WHAT YOU SHOULD DO: Will you quote all of the data below verbatim, line for line?
————
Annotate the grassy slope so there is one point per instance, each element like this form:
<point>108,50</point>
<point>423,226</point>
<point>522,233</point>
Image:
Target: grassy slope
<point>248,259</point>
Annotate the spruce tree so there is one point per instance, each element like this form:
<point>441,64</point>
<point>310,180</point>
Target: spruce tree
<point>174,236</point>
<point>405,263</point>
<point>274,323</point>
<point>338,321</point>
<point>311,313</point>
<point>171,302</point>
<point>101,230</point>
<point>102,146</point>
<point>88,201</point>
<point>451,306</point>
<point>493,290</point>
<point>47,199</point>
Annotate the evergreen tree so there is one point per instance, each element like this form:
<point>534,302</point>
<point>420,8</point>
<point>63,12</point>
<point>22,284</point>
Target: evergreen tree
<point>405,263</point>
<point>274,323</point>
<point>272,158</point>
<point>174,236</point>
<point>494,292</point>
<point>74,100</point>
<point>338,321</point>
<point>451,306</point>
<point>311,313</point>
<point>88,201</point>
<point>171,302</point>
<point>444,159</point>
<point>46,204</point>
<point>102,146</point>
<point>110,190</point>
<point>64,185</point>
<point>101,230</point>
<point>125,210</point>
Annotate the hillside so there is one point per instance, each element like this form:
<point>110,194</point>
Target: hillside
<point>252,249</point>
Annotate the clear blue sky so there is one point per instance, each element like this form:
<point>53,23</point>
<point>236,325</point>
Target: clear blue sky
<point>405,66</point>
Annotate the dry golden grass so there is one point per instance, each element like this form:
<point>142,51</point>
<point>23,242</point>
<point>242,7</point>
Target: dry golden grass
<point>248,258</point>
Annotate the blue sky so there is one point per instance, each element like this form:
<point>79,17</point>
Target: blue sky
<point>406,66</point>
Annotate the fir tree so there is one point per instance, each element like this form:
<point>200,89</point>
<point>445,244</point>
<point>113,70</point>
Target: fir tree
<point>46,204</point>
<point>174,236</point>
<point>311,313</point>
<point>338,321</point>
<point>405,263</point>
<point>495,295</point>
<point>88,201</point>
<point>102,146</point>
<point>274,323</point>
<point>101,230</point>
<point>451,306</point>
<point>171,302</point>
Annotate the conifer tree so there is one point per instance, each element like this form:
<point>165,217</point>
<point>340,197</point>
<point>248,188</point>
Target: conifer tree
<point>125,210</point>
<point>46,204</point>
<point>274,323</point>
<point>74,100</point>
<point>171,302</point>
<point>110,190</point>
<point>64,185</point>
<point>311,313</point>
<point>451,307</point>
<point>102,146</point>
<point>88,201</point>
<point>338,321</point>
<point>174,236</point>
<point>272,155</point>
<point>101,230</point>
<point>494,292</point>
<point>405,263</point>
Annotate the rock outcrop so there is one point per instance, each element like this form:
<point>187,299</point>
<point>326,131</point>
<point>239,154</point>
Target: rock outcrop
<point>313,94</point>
————
SOLUTION FOR THIS TASK:
Annotate the grassy slope so there is one point per instance, each element like this form:
<point>108,50</point>
<point>423,226</point>
<point>522,233</point>
Image:
Target: grassy slope
<point>248,259</point>
Annotate the spruce tree so there is one point per instance, each element like this form:
<point>441,64</point>
<point>310,180</point>
Target: spruce tree
<point>174,236</point>
<point>405,263</point>
<point>274,323</point>
<point>338,321</point>
<point>311,313</point>
<point>171,302</point>
<point>101,230</point>
<point>102,146</point>
<point>88,201</point>
<point>451,306</point>
<point>493,290</point>
<point>47,199</point>
Annotate the evergreen tree so there is one point per instance, each element like this form:
<point>534,302</point>
<point>420,8</point>
<point>63,12</point>
<point>22,284</point>
Target: evergreen tree
<point>405,263</point>
<point>274,323</point>
<point>272,158</point>
<point>174,236</point>
<point>494,292</point>
<point>74,100</point>
<point>338,321</point>
<point>451,306</point>
<point>311,313</point>
<point>88,201</point>
<point>171,302</point>
<point>444,159</point>
<point>46,204</point>
<point>102,146</point>
<point>110,190</point>
<point>64,185</point>
<point>101,230</point>
<point>125,210</point>
Annotate the hillside so there is one point per instance, each element like this form:
<point>110,194</point>
Target: hillside
<point>252,249</point>
Annotate the clear blue sky so there is one point per instance, each element like this form:
<point>53,23</point>
<point>236,325</point>
Target: clear blue sky
<point>405,66</point>
Annotate the dry golden grass so there is one point per instance, each element like this form:
<point>142,51</point>
<point>23,242</point>
<point>242,7</point>
Target: dry golden grass
<point>248,258</point>
Annotate the blue sky so there is one point per instance, each element like this form:
<point>79,17</point>
Target: blue sky
<point>406,66</point>
Annotate the fir tree so there is one point per instance, each element like this form:
<point>200,89</point>
<point>445,244</point>
<point>113,70</point>
Target: fir tree
<point>46,204</point>
<point>174,236</point>
<point>311,313</point>
<point>338,321</point>
<point>405,263</point>
<point>495,295</point>
<point>88,201</point>
<point>102,146</point>
<point>274,323</point>
<point>101,230</point>
<point>451,306</point>
<point>171,302</point>
Annotate the conifer tree so there is one point per instance, each element like this form:
<point>165,217</point>
<point>340,197</point>
<point>248,188</point>
Target: conifer tree
<point>125,210</point>
<point>46,204</point>
<point>274,323</point>
<point>74,100</point>
<point>171,302</point>
<point>110,190</point>
<point>64,185</point>
<point>311,313</point>
<point>451,307</point>
<point>102,146</point>
<point>88,201</point>
<point>338,321</point>
<point>174,236</point>
<point>272,155</point>
<point>101,230</point>
<point>494,292</point>
<point>405,263</point>
Annotate the rock outcrop so there is one point per instance, each element like this form:
<point>187,299</point>
<point>326,131</point>
<point>239,154</point>
Target: rock outcrop
<point>313,94</point>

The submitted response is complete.